++++ Records to use

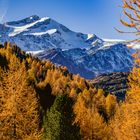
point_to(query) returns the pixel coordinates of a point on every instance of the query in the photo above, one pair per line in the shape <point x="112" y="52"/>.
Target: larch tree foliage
<point x="91" y="122"/>
<point x="19" y="117"/>
<point x="126" y="124"/>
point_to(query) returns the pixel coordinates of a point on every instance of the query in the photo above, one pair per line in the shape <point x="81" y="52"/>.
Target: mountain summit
<point x="84" y="54"/>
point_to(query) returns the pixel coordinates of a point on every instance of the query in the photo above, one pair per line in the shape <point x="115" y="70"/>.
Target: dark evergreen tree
<point x="59" y="121"/>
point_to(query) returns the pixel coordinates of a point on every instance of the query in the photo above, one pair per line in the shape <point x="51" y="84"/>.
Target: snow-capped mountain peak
<point x="84" y="54"/>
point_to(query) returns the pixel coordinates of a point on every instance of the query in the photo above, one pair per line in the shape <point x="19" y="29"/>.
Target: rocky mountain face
<point x="84" y="54"/>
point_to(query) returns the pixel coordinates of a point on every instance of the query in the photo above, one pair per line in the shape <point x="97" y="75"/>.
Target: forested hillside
<point x="41" y="101"/>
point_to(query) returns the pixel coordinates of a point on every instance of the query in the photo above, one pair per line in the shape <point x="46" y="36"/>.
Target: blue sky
<point x="87" y="16"/>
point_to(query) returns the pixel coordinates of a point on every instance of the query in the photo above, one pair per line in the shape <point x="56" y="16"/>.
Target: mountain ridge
<point x="84" y="54"/>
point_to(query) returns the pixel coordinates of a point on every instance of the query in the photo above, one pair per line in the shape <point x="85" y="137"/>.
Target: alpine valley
<point x="84" y="54"/>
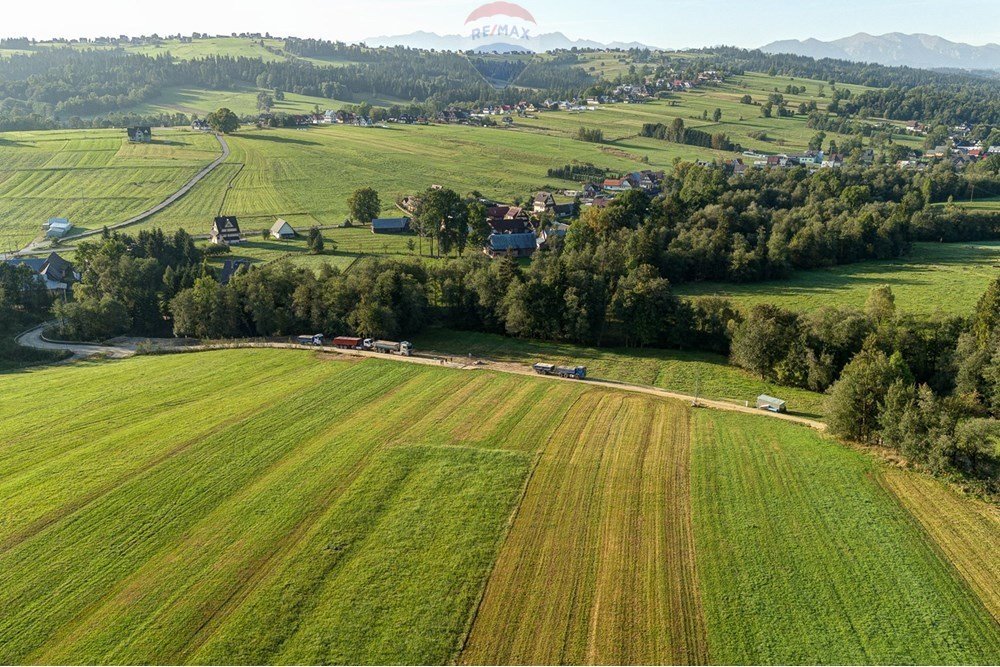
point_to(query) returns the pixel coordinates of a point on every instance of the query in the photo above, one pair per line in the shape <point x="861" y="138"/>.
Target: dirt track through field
<point x="599" y="565"/>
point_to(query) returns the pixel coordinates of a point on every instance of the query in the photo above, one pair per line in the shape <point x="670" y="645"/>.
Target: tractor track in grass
<point x="150" y="212"/>
<point x="33" y="338"/>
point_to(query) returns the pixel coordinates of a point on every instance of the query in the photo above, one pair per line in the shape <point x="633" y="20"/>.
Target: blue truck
<point x="571" y="372"/>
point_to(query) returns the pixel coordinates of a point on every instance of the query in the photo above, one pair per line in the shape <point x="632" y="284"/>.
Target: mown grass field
<point x="707" y="375"/>
<point x="946" y="278"/>
<point x="343" y="247"/>
<point x="801" y="553"/>
<point x="265" y="506"/>
<point x="308" y="174"/>
<point x="92" y="177"/>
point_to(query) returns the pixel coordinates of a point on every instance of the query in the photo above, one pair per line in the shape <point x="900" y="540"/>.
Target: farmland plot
<point x="264" y="506"/>
<point x="804" y="558"/>
<point x="92" y="177"/>
<point x="968" y="532"/>
<point x="598" y="567"/>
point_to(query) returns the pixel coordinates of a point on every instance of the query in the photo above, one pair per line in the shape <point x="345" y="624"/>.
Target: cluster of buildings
<point x="56" y="273"/>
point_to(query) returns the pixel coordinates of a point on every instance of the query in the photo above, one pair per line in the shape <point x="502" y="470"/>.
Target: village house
<point x="140" y="135"/>
<point x="544" y="202"/>
<point x="281" y="230"/>
<point x="230" y="267"/>
<point x="225" y="231"/>
<point x="557" y="230"/>
<point x="54" y="271"/>
<point x="513" y="245"/>
<point x="390" y="225"/>
<point x="617" y="185"/>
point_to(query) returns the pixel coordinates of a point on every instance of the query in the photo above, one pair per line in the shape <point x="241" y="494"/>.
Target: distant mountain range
<point x="924" y="51"/>
<point x="548" y="42"/>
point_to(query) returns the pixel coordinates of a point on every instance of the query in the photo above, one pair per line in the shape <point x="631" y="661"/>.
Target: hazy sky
<point x="665" y="23"/>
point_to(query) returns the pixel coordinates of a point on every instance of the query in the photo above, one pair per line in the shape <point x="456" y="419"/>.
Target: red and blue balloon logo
<point x="501" y="19"/>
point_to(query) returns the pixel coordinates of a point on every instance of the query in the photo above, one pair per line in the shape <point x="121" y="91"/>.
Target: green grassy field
<point x="344" y="246"/>
<point x="801" y="553"/>
<point x="309" y="174"/>
<point x="943" y="278"/>
<point x="708" y="375"/>
<point x="279" y="507"/>
<point x="92" y="177"/>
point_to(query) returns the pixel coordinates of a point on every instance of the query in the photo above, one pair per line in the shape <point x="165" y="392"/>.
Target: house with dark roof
<point x="230" y="267"/>
<point x="281" y="230"/>
<point x="544" y="201"/>
<point x="225" y="231"/>
<point x="390" y="225"/>
<point x="140" y="135"/>
<point x="512" y="226"/>
<point x="54" y="271"/>
<point x="513" y="245"/>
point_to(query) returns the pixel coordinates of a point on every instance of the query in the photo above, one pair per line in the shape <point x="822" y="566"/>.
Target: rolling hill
<point x="924" y="51"/>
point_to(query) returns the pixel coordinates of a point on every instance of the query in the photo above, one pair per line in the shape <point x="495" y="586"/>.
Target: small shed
<point x="390" y="225"/>
<point x="225" y="231"/>
<point x="140" y="135"/>
<point x="771" y="404"/>
<point x="56" y="228"/>
<point x="281" y="230"/>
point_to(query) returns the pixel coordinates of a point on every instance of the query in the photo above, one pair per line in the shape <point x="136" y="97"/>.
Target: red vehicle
<point x="348" y="343"/>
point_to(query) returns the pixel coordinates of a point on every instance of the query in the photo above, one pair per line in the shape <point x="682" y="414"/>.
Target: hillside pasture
<point x="92" y="177"/>
<point x="944" y="278"/>
<point x="804" y="558"/>
<point x="705" y="374"/>
<point x="284" y="507"/>
<point x="598" y="567"/>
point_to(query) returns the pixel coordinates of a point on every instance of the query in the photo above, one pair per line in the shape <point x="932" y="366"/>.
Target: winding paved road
<point x="156" y="209"/>
<point x="34" y="339"/>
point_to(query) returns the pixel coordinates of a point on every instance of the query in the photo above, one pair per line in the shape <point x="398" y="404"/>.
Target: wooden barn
<point x="140" y="135"/>
<point x="281" y="230"/>
<point x="225" y="231"/>
<point x="390" y="225"/>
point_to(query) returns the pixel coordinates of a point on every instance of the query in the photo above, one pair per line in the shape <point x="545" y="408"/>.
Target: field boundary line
<point x="932" y="543"/>
<point x="511" y="520"/>
<point x="148" y="213"/>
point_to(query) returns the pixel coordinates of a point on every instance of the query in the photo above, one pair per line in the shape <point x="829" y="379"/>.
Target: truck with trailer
<point x="570" y="372"/>
<point x="404" y="349"/>
<point x="315" y="339"/>
<point x="348" y="343"/>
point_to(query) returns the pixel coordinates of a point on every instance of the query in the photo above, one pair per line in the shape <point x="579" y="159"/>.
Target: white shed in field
<point x="771" y="404"/>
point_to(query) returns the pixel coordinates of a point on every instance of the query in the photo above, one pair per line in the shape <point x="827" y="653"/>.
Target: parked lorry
<point x="315" y="339"/>
<point x="574" y="372"/>
<point x="404" y="348"/>
<point x="348" y="343"/>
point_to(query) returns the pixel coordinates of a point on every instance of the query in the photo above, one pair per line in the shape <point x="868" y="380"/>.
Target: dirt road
<point x="128" y="348"/>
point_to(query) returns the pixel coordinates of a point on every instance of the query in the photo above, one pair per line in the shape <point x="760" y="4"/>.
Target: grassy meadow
<point x="945" y="278"/>
<point x="802" y="553"/>
<point x="301" y="508"/>
<point x="92" y="177"/>
<point x="705" y="374"/>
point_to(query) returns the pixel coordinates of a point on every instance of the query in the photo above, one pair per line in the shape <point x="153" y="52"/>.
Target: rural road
<point x="33" y="338"/>
<point x="159" y="207"/>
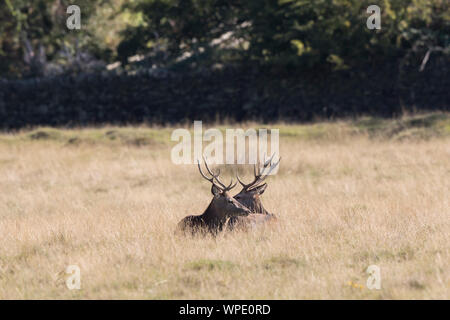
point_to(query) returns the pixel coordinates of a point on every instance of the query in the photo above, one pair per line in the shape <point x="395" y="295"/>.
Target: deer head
<point x="250" y="194"/>
<point x="222" y="205"/>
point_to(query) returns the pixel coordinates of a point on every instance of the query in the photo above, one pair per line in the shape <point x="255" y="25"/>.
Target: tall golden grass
<point x="344" y="202"/>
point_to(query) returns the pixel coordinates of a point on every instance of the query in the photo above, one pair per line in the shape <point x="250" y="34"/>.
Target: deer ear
<point x="215" y="191"/>
<point x="260" y="189"/>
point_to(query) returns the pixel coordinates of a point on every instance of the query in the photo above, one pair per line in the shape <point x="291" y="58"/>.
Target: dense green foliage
<point x="326" y="35"/>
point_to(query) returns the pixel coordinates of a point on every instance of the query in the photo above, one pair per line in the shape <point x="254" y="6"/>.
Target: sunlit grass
<point x="110" y="206"/>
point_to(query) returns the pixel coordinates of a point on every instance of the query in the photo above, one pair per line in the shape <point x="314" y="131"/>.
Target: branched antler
<point x="260" y="176"/>
<point x="220" y="185"/>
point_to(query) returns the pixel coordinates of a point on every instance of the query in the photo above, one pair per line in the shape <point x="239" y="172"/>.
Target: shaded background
<point x="171" y="61"/>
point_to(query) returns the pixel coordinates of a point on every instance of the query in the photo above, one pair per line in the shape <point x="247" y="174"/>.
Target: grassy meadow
<point x="349" y="194"/>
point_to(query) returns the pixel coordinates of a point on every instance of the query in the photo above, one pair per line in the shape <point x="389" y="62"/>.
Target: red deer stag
<point x="222" y="207"/>
<point x="249" y="196"/>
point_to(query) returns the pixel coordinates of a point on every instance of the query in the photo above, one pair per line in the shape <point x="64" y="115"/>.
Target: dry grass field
<point x="348" y="195"/>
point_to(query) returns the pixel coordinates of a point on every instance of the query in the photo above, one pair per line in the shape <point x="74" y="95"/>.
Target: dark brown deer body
<point x="221" y="208"/>
<point x="250" y="197"/>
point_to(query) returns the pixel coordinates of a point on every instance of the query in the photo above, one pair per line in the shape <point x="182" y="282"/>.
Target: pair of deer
<point x="243" y="211"/>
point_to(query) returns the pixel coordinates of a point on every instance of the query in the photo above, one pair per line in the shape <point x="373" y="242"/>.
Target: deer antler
<point x="260" y="176"/>
<point x="220" y="185"/>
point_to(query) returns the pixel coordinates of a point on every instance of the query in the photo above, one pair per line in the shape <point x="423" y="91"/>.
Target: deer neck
<point x="212" y="216"/>
<point x="258" y="207"/>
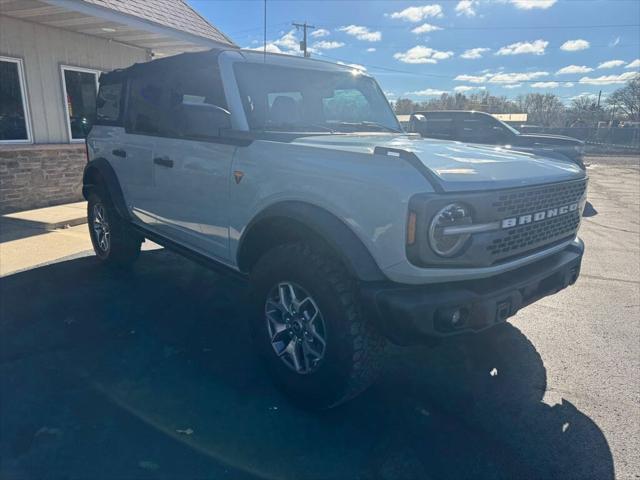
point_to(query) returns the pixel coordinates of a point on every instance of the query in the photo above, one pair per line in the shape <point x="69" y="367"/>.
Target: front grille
<point x="535" y="200"/>
<point x="511" y="242"/>
<point x="533" y="235"/>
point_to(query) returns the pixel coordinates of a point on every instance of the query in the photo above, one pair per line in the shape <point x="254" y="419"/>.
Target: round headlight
<point x="442" y="232"/>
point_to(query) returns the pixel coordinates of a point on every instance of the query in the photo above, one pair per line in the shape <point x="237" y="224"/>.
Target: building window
<point x="80" y="87"/>
<point x="14" y="113"/>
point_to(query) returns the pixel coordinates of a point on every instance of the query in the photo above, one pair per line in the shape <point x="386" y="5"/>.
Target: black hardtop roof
<point x="452" y="112"/>
<point x="182" y="61"/>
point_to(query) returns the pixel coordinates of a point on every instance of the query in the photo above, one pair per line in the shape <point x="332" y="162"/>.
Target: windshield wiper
<point x="367" y="123"/>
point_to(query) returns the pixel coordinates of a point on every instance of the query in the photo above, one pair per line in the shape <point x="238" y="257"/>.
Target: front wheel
<point x="309" y="328"/>
<point x="113" y="241"/>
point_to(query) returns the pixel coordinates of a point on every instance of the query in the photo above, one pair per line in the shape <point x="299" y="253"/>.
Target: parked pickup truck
<point x="295" y="175"/>
<point x="480" y="127"/>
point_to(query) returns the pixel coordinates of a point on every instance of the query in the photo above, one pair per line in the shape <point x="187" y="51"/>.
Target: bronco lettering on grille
<point x="538" y="216"/>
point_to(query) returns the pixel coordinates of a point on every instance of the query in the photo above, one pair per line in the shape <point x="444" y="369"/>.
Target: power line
<point x="303" y="44"/>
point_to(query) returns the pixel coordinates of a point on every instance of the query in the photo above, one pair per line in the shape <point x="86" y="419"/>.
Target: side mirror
<point x="202" y="120"/>
<point x="86" y="125"/>
<point x="499" y="133"/>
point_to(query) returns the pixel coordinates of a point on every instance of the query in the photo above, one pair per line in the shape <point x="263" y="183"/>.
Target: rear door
<point x="144" y="122"/>
<point x="129" y="156"/>
<point x="191" y="169"/>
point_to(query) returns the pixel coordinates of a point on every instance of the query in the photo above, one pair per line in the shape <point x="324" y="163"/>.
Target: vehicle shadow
<point x="151" y="374"/>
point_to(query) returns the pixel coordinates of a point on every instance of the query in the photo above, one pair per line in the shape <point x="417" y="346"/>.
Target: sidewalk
<point x="35" y="237"/>
<point x="49" y="218"/>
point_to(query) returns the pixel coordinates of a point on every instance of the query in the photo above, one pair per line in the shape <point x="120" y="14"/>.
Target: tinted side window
<point x="478" y="129"/>
<point x="157" y="100"/>
<point x="148" y="105"/>
<point x="109" y="104"/>
<point x="437" y="127"/>
<point x="194" y="87"/>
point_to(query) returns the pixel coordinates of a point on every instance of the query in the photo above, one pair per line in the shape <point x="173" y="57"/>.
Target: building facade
<point x="51" y="55"/>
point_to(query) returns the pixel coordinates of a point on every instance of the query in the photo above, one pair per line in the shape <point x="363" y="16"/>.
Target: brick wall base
<point x="33" y="176"/>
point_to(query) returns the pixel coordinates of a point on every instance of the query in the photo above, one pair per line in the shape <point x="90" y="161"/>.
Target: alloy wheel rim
<point x="296" y="327"/>
<point x="101" y="227"/>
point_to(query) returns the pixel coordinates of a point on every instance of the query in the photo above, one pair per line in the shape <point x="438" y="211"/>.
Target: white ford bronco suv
<point x="295" y="174"/>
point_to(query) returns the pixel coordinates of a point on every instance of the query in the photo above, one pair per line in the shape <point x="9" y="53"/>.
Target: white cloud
<point x="426" y="28"/>
<point x="474" y="53"/>
<point x="357" y="66"/>
<point x="573" y="69"/>
<point x="531" y="4"/>
<point x="536" y="47"/>
<point x="327" y="45"/>
<point x="422" y="54"/>
<point x="609" y="79"/>
<point x="362" y="33"/>
<point x="288" y="44"/>
<point x="428" y="92"/>
<point x="467" y="88"/>
<point x="575" y="45"/>
<point x="611" y="64"/>
<point x="634" y="64"/>
<point x="505" y="78"/>
<point x="320" y="32"/>
<point x="545" y="85"/>
<point x="467" y="7"/>
<point x="416" y="14"/>
<point x="501" y="78"/>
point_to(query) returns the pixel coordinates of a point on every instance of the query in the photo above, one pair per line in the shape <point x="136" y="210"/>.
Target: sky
<point x="419" y="50"/>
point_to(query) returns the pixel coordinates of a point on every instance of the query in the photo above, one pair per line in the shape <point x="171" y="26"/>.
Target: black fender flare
<point x="101" y="168"/>
<point x="336" y="233"/>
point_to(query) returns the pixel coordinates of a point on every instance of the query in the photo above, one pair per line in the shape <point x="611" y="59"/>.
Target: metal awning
<point x="94" y="17"/>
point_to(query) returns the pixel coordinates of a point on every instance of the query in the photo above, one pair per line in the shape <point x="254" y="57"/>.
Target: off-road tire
<point x="353" y="346"/>
<point x="123" y="247"/>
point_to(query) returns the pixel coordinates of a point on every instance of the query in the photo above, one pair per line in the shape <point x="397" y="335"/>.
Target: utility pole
<point x="303" y="43"/>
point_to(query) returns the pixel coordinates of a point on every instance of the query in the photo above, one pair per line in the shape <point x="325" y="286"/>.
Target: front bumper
<point x="410" y="314"/>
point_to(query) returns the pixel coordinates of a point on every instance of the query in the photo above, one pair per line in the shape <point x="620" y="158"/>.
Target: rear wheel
<point x="309" y="328"/>
<point x="113" y="240"/>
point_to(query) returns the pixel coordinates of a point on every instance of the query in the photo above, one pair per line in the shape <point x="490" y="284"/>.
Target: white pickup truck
<point x="295" y="174"/>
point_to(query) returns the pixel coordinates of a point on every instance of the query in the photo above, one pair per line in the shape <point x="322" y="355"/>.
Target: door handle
<point x="163" y="161"/>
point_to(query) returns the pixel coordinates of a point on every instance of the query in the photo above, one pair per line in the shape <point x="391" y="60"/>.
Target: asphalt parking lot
<point x="151" y="375"/>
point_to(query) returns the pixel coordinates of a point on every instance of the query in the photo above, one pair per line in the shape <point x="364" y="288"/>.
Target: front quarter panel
<point x="369" y="193"/>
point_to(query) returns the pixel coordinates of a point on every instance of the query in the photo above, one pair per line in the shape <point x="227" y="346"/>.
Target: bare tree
<point x="544" y="109"/>
<point x="584" y="111"/>
<point x="627" y="99"/>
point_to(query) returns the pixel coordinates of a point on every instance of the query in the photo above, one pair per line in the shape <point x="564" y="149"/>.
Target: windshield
<point x="293" y="99"/>
<point x="509" y="127"/>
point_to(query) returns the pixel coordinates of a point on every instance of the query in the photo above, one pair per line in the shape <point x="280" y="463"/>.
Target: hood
<point x="544" y="139"/>
<point x="457" y="166"/>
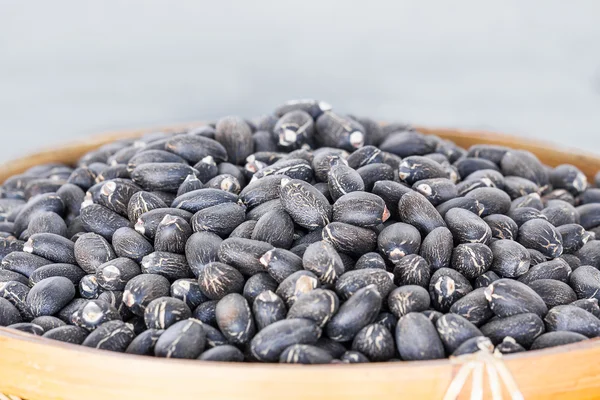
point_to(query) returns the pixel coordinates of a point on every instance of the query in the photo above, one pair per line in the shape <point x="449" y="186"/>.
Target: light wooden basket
<point x="34" y="368"/>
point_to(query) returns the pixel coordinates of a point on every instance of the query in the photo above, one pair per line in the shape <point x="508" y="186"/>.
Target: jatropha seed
<point x="305" y="236"/>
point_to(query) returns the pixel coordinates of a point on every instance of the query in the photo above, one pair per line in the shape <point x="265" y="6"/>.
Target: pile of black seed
<point x="304" y="236"/>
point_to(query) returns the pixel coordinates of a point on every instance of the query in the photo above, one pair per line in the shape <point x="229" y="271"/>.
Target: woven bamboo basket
<point x="33" y="368"/>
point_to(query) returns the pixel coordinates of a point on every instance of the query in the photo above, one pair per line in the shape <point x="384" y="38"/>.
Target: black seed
<point x="184" y="339"/>
<point x="417" y="338"/>
<point x="572" y="319"/>
<point x="523" y="328"/>
<point x="508" y="297"/>
<point x="142" y="289"/>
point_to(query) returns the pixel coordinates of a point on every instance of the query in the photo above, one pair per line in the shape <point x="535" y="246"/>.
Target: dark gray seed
<point x="398" y="240"/>
<point x="144" y="343"/>
<point x="460" y="202"/>
<point x="257" y="284"/>
<point x="474" y="307"/>
<point x="172" y="234"/>
<point x="50" y="295"/>
<point x="364" y="156"/>
<point x="375" y="342"/>
<point x="261" y="191"/>
<point x="493" y="153"/>
<point x="281" y="263"/>
<point x="572" y="319"/>
<point x="99" y="219"/>
<point x="130" y="244"/>
<point x="507" y="297"/>
<point x="23" y="263"/>
<point x="361" y="209"/>
<point x="223" y="353"/>
<point x="268" y="308"/>
<point x="352" y="281"/>
<point x="243" y="254"/>
<point x="350" y="239"/>
<point x="205" y="312"/>
<point x="472" y="259"/>
<point x="416" y="210"/>
<point x="370" y="260"/>
<point x="467" y="227"/>
<point x="296" y="285"/>
<point x="502" y="226"/>
<point x="468" y="165"/>
<point x="417" y="338"/>
<point x="589" y="254"/>
<point x="407" y="143"/>
<point x="446" y="287"/>
<point x="454" y="330"/>
<point x="556" y="269"/>
<point x="568" y="177"/>
<point x="163" y="312"/>
<point x="554" y="293"/>
<point x="353" y="357"/>
<point x="339" y="131"/>
<point x="170" y="265"/>
<point x="47" y="222"/>
<point x="47" y="322"/>
<point x="188" y="291"/>
<point x="509" y="346"/>
<point x="69" y="271"/>
<point x="516" y="186"/>
<point x="372" y="173"/>
<point x="194" y="148"/>
<point x="553" y="339"/>
<point x="417" y="168"/>
<point x="235" y="136"/>
<point x="89" y="288"/>
<point x="112" y="335"/>
<point x="390" y="192"/>
<point x="342" y="179"/>
<point x="275" y="227"/>
<point x="225" y="182"/>
<point x="524" y="164"/>
<point x="93" y="314"/>
<point x="142" y="202"/>
<point x="245" y="229"/>
<point x="115" y="274"/>
<point x="532" y="200"/>
<point x="9" y="314"/>
<point x="360" y="310"/>
<point x="322" y="259"/>
<point x="436" y="248"/>
<point x="523" y="328"/>
<point x="234" y="318"/>
<point x="511" y="259"/>
<point x="407" y="299"/>
<point x="142" y="289"/>
<point x="306" y="205"/>
<point x="184" y="339"/>
<point x="271" y="342"/>
<point x="412" y="270"/>
<point x="436" y="190"/>
<point x="200" y="199"/>
<point x="27" y="327"/>
<point x="540" y="235"/>
<point x="318" y="305"/>
<point x="200" y="249"/>
<point x="473" y="345"/>
<point x="92" y="250"/>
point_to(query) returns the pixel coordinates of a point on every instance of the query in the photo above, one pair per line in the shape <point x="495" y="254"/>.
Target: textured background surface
<point x="70" y="68"/>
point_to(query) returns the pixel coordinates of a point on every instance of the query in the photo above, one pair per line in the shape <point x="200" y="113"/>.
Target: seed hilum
<point x="304" y="236"/>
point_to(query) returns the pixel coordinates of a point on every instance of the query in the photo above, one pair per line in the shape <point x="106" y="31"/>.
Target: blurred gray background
<point x="72" y="68"/>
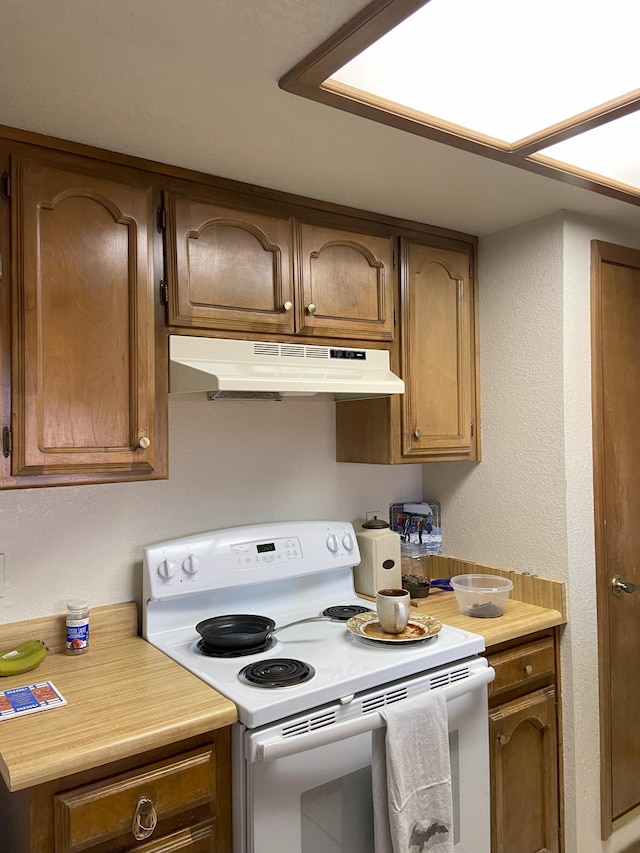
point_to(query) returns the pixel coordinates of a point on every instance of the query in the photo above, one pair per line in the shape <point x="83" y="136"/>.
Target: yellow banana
<point x="23" y="658"/>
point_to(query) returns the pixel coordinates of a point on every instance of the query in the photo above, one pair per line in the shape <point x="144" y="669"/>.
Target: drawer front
<point x="522" y="665"/>
<point x="95" y="813"/>
<point x="195" y="839"/>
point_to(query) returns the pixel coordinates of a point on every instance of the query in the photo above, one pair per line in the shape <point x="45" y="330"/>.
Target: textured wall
<point x="529" y="504"/>
<point x="230" y="463"/>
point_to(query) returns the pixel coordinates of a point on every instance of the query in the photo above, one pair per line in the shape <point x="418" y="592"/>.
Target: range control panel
<point x="235" y="556"/>
<point x="254" y="554"/>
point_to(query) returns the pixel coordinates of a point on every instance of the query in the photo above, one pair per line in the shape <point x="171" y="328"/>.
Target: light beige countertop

++++++++

Your answer must be the line containing "Target: yellow banana" through the last line above, copied exactly, with nothing added.

Target: yellow banana
<point x="23" y="658"/>
point_to(query) returns the pixel coordinates of a point on every instance of the query in the photo above, one pair per line in the shape <point x="144" y="669"/>.
Target: drawer front
<point x="522" y="665"/>
<point x="95" y="813"/>
<point x="195" y="839"/>
point_to(query) returns the pixel coordinates of a point on every instance of the query in the photo above, one pair per line in the shape <point x="45" y="330"/>.
Target: textured wall
<point x="529" y="504"/>
<point x="230" y="463"/>
point_to(query) returns the pixel coordinates of a point on every instance of the query in the photo above, one pair per line in the shape <point x="418" y="592"/>.
Target: range control panel
<point x="235" y="556"/>
<point x="254" y="554"/>
point_to(query) returns the pixel coordinates of a point on every instance of the query in the photo above, one pair per line in the shape <point x="171" y="328"/>.
Target: light beige countertop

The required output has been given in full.